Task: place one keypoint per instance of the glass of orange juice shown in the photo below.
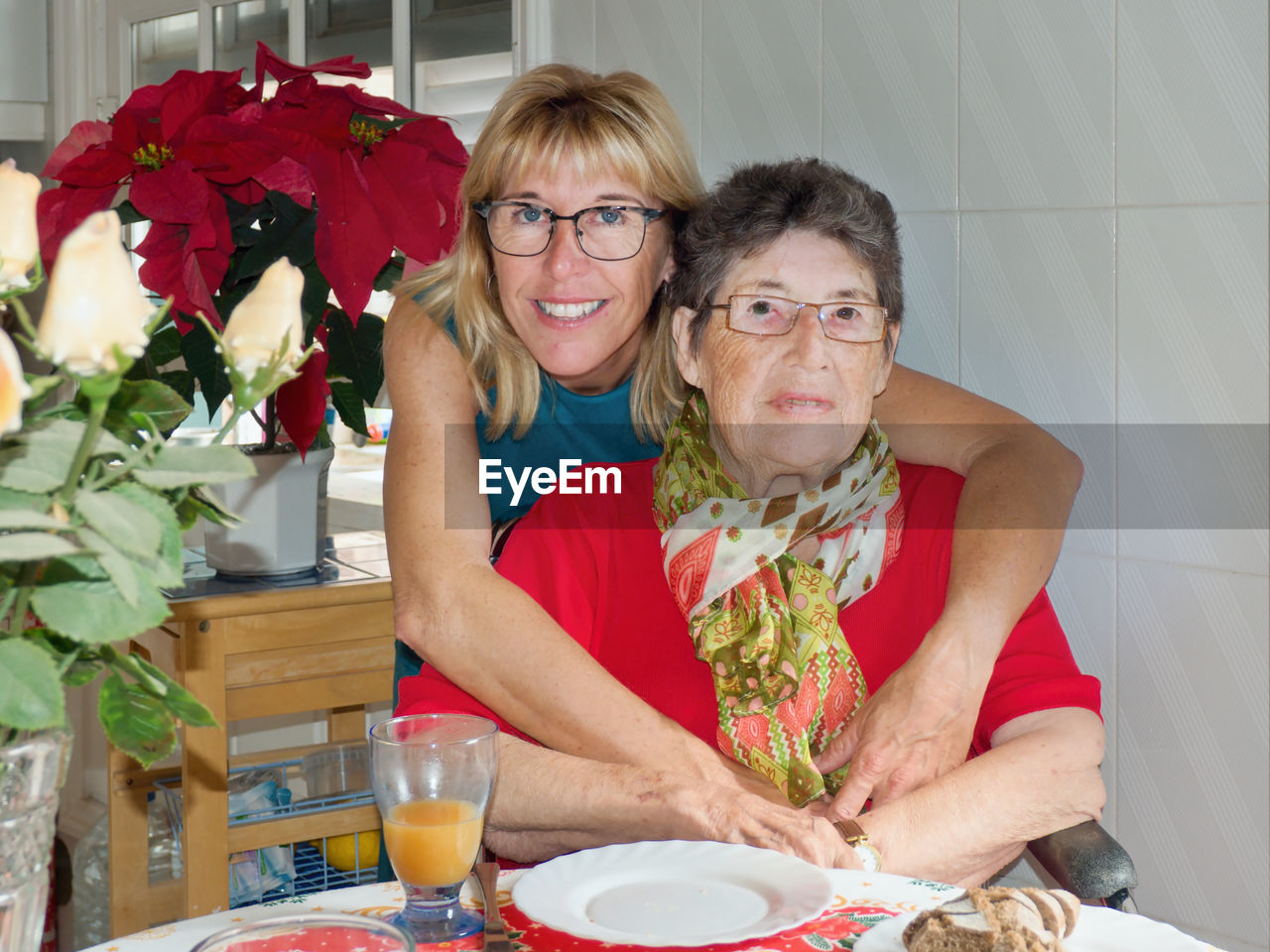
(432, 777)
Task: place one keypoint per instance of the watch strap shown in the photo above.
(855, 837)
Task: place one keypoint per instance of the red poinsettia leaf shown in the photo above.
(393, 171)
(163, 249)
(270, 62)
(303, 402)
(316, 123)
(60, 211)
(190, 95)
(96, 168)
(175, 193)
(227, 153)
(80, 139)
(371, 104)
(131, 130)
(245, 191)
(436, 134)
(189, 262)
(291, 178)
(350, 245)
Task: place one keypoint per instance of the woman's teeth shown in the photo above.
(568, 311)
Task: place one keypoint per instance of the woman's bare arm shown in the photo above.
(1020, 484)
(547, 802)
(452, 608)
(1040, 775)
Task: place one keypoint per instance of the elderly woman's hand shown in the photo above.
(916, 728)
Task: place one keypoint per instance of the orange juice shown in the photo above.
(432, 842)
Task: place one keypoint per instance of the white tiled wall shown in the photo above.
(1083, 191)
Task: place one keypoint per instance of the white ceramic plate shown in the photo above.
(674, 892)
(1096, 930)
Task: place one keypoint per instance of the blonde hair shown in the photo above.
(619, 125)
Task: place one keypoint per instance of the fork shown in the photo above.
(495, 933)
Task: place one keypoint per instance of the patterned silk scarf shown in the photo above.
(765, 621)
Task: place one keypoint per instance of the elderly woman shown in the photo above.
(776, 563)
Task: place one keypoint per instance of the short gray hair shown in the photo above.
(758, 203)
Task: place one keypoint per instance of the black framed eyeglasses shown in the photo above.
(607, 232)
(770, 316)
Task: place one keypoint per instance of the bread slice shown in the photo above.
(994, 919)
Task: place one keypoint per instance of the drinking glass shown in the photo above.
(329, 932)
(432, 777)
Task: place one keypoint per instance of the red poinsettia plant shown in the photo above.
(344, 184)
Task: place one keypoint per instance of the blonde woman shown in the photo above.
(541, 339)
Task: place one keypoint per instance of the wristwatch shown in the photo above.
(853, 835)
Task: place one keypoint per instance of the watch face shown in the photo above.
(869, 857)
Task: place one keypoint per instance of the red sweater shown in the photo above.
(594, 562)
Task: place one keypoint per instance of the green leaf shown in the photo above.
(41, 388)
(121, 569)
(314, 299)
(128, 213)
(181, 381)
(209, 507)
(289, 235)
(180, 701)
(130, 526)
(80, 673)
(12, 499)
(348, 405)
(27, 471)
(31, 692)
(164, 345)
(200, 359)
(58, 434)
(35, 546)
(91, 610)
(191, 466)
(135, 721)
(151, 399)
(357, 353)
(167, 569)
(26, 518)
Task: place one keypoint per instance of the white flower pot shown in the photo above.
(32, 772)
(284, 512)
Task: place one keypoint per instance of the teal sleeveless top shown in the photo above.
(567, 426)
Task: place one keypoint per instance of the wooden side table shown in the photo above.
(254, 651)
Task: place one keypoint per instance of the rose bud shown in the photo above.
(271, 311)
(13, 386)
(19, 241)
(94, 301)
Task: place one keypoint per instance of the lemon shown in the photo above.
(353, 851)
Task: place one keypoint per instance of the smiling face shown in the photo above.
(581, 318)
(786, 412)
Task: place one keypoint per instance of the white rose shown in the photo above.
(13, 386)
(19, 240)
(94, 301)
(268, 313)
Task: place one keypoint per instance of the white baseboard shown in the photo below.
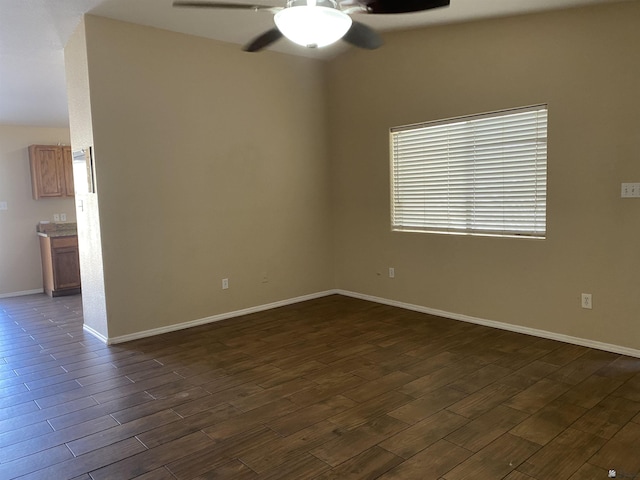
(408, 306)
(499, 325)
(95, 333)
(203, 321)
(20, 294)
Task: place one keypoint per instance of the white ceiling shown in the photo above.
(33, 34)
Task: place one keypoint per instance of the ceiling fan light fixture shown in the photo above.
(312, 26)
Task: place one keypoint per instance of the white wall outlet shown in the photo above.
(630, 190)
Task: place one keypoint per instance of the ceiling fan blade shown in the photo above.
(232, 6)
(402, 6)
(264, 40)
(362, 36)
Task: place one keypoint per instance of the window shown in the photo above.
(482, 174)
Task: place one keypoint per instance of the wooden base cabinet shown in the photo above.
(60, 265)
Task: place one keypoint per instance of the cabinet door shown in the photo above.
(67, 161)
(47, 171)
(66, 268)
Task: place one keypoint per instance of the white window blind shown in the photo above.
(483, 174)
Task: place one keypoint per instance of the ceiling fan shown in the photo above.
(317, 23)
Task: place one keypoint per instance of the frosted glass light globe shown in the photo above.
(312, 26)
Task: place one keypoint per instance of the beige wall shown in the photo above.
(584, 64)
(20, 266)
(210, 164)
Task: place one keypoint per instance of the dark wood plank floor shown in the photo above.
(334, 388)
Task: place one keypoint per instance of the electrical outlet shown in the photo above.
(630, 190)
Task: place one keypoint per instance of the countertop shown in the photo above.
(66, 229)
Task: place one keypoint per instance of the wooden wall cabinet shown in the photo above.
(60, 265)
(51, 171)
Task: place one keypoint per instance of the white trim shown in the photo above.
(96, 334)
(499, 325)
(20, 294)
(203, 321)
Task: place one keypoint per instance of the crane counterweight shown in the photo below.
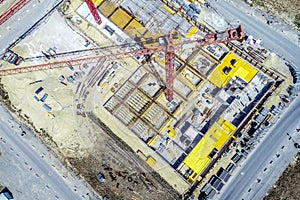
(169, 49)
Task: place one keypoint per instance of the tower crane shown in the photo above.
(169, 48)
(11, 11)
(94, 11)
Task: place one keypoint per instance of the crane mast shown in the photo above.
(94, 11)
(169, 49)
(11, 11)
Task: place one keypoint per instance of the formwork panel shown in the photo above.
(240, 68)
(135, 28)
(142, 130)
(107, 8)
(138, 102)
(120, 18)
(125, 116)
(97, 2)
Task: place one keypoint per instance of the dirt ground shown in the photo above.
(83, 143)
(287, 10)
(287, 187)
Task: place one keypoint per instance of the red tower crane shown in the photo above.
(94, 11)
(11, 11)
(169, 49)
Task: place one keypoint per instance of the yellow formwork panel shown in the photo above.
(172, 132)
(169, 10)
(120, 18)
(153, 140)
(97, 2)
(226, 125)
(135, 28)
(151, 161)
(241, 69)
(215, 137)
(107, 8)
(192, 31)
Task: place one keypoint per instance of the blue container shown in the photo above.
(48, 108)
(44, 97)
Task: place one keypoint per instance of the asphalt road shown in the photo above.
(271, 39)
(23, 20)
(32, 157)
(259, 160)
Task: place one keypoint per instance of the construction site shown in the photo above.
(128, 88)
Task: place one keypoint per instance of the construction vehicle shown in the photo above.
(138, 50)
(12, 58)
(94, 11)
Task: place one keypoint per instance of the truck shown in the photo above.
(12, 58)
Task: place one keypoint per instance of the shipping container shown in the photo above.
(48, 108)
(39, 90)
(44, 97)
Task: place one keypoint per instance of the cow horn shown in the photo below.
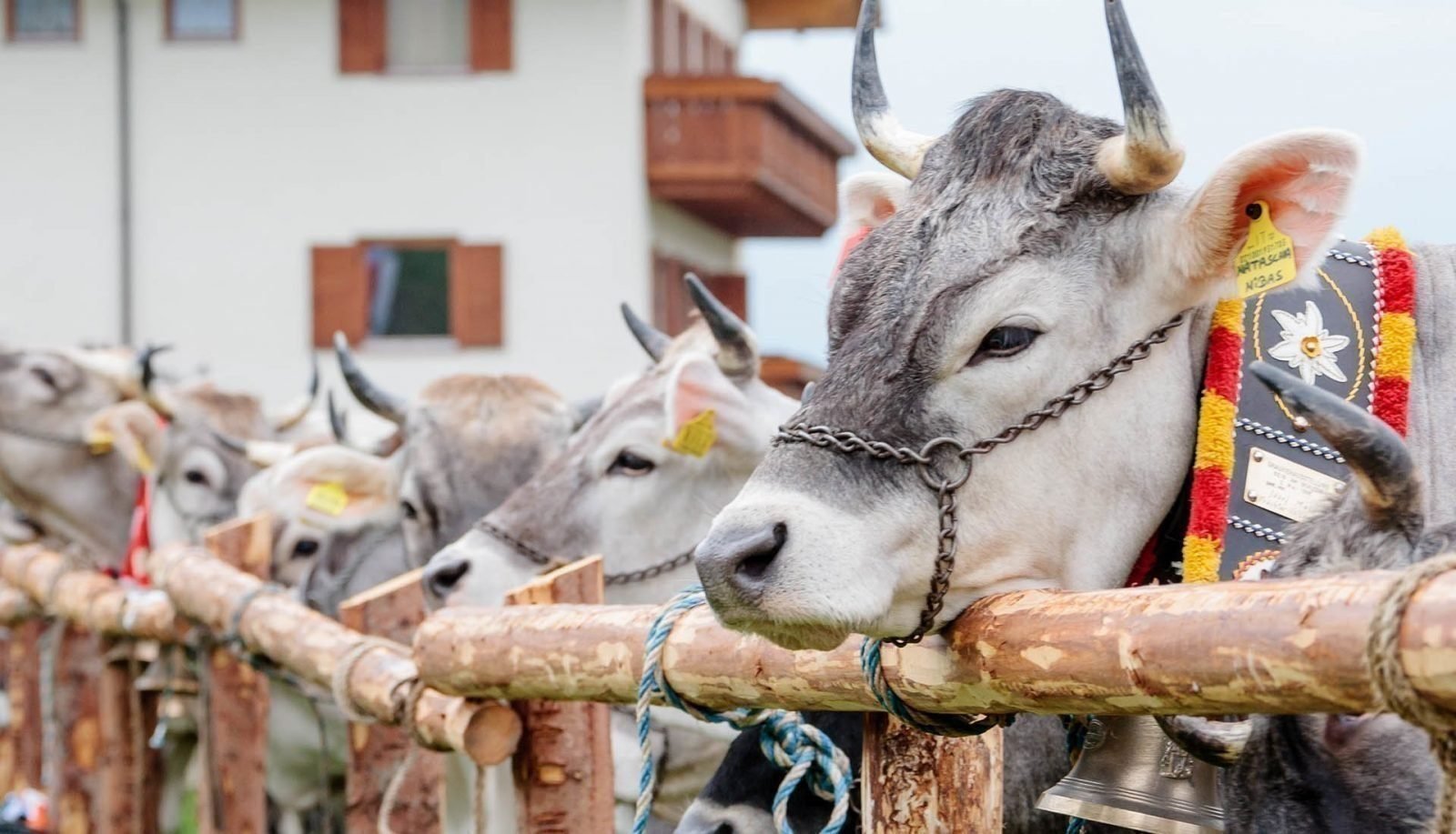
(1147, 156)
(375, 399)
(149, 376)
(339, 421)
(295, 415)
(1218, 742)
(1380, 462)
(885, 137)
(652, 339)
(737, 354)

================================

● WHAT NEEDS TO BE DONE: Nothing but the listing, copied exactly and stripped of its images, should appear in the response.

● ANSWER:
Task: place one keypoint per instance of the glass of orange juice shown in the photo below.
(432, 777)
Task: place one keypoint per instance of the watch strap shown in the photo above.
(855, 837)
Task: place one keypoint per instance of the red poinsettia leaf shown in the photo above.
(393, 171)
(163, 249)
(270, 62)
(303, 402)
(316, 123)
(60, 211)
(190, 95)
(96, 168)
(175, 193)
(227, 153)
(80, 139)
(371, 104)
(131, 130)
(245, 191)
(436, 134)
(189, 262)
(291, 178)
(350, 245)
Task: place one keypoint per instance of the woman's teeth shown in the photo above.
(568, 311)
Task: place one keypoint per instance of the woman's bare arm shown in the photo above.
(1020, 484)
(547, 802)
(452, 608)
(1040, 775)
Task: place one keypoint per instance of the elderly woman's hand shown in the photo above.
(916, 728)
Task: place one keypoint per instance of the orange juice shown in the photo above.
(432, 842)
Task: place one keypoint per instance of the white tiled wall shown in the photo above.
(1083, 191)
Task: place one keypoint per instance of the white ceramic plate shown in the photo above.
(674, 892)
(1096, 930)
Task: place one keypoint per instance of the blonde hair shown in the photo above.
(619, 125)
Task: place one keypoint per instance of the fork shown in the photo above.
(495, 933)
Task: place one keypoint per instance of the patterned silk scarf shown in the photo above.
(765, 621)
Task: place one keypoint per instance of the elderly woman shown in the photo above.
(776, 563)
Task: place one keypoint per instance of the short gray hair shown in the photo above.
(758, 203)
Task: place one keypoint per instance of the black framed eyeglasses shown in the photo above.
(607, 232)
(770, 316)
Task: place one keypoint per instance of the bread slice shown in the photo above.
(994, 919)
Task: place one keypoint per instance of the drinking glass shown in the photo above.
(329, 932)
(432, 777)
Task: place one keypoint per instance of the red poinsettia plant shown in the photo above.
(344, 184)
Task: place one keypoint per instance of the blonde woman shown in the photo above.
(541, 339)
Task: place one keypoint per instance of the wristwatch shown in the photo above.
(853, 835)
Task: place one keypoint per instance of the watch face shown in the photo above.
(869, 857)
Task: place one keypoint per instance of the red sweater shown in the photo above.
(594, 562)
Task: place one keypoint per instance of the green leaf shown in the photo above.
(41, 388)
(121, 569)
(314, 299)
(128, 213)
(181, 381)
(209, 507)
(289, 235)
(180, 701)
(130, 526)
(80, 673)
(12, 499)
(348, 405)
(27, 471)
(31, 692)
(164, 345)
(200, 359)
(58, 434)
(35, 546)
(91, 610)
(191, 466)
(135, 721)
(151, 399)
(357, 353)
(167, 569)
(26, 518)
Task: place one keypoint per instance of the white flower pot shown in the photo above.
(32, 772)
(284, 512)
Task: place one keypoint per instance of the teal sleeveless top shown in the photo above.
(567, 426)
Task: place one keypoint per instance of the wooden side table shown in the photo above.
(254, 651)
Task: place one keypoint per instance of the rose bud shown in the photo above.
(271, 311)
(13, 386)
(19, 241)
(94, 301)
Task: place one keypoint per instance of the lemon shown in the photo above.
(353, 851)
Task: place one keypoint per instance of the smiling face shown in the photo above.
(581, 318)
(786, 412)
Task: place one keypoint per instance of the white rose shown in the photo above.
(13, 386)
(19, 240)
(94, 301)
(268, 313)
Task: place one keypoint per instance of the white baseboard shown in the photo below.
(408, 306)
(499, 325)
(95, 333)
(203, 321)
(20, 294)
Task: place one keypoint per instance of the white ceiling shown in the photo above.
(33, 34)
Task: place one keypoint per instance of the ceiling fan light fixture shown in the photo above.
(312, 26)
Task: place one keypoint per instance of the white wall outlet shown in the photo above.
(630, 190)
Task: place one keypoint per instance of the ceiling fan blade shown in the photo above.
(232, 6)
(402, 6)
(264, 40)
(362, 36)
Task: place one keypoint per instance of the window shown in the photo above.
(482, 174)
Task: place one keypoint per instance of the wooden base cabinet shown in the photo above.
(60, 265)
Task: place one keypoint per instance of the cabinet door shown in the photo above.
(67, 161)
(47, 171)
(66, 268)
Task: place one keypoint per instance of the white window blind shown in the photo above.
(483, 174)
Task: place one keypoint per instance of the ceiling fan shown in the photo above.
(317, 23)
Task: place one keypoint per instance of the frosted glass light globe shown in the photo above.
(312, 26)
Task: place one keypoint per instance of the beige wall shown in the photo above.
(584, 64)
(20, 266)
(210, 164)
Task: place one keypoint per instance of the dark wood plank floor shown in the photo above.
(334, 388)
Task: place one keypoint per instance of the electrical outlet shown in the photo above.
(630, 190)
Task: place one keypoint per instance of the countertop shown in the photo above.
(66, 229)
Task: place one keypoint per instance of the wooden wall cabinet shown in the photo above.
(60, 265)
(51, 171)
Task: place one keypoint per instance of the white trim shown in the photo above.
(96, 334)
(499, 325)
(20, 294)
(203, 321)
Task: place one keypoint per instance of the crane counterweight shown in the photo below.
(169, 49)
Task: place one keypoint per instance of the tower crane shown in the photo above.
(169, 48)
(11, 11)
(94, 11)
Task: place one keypoint per instance of the crane mast shown in the photo above.
(94, 11)
(169, 49)
(11, 11)
Task: place one keypoint per instance of the formwork panel shown in the photo above.
(240, 68)
(135, 28)
(142, 130)
(107, 8)
(138, 102)
(120, 18)
(125, 116)
(97, 2)
Task: place one keypoint per instance of the dirt ground shown in the photo above.
(83, 143)
(287, 10)
(287, 187)
Task: place one keypoint per instance of the red tower crane shown in the photo above.
(94, 11)
(11, 11)
(169, 49)
Task: place one keypoint per instance of the yellow formwork panel shown in the photo above.
(172, 132)
(169, 10)
(120, 18)
(153, 140)
(97, 2)
(226, 125)
(135, 28)
(151, 161)
(241, 69)
(215, 137)
(107, 8)
(192, 31)
Task: place one keypoint per instance of the blue container shown in the photo above.
(48, 108)
(44, 97)
Task: place one keypoint per instance of the asphalt road shown in the photo above.
(271, 39)
(23, 20)
(32, 157)
(259, 160)
Task: place one keypoint per instance of the construction site shown in the photo above.
(128, 88)
Task: place one keypoint per instance of the construction vehicle shown in the photo above.
(138, 50)
(12, 58)
(94, 11)
Task: place one keypoint per instance of the truck shown in the photo above.
(12, 58)
Task: place one keypoint per instance of the shipping container shown in the photo above.
(48, 108)
(39, 90)
(44, 97)
Task: place one keypoint per instance of the cow horn shown in the photo below.
(1147, 156)
(375, 399)
(149, 376)
(339, 421)
(295, 415)
(1218, 742)
(1380, 462)
(885, 137)
(652, 339)
(737, 354)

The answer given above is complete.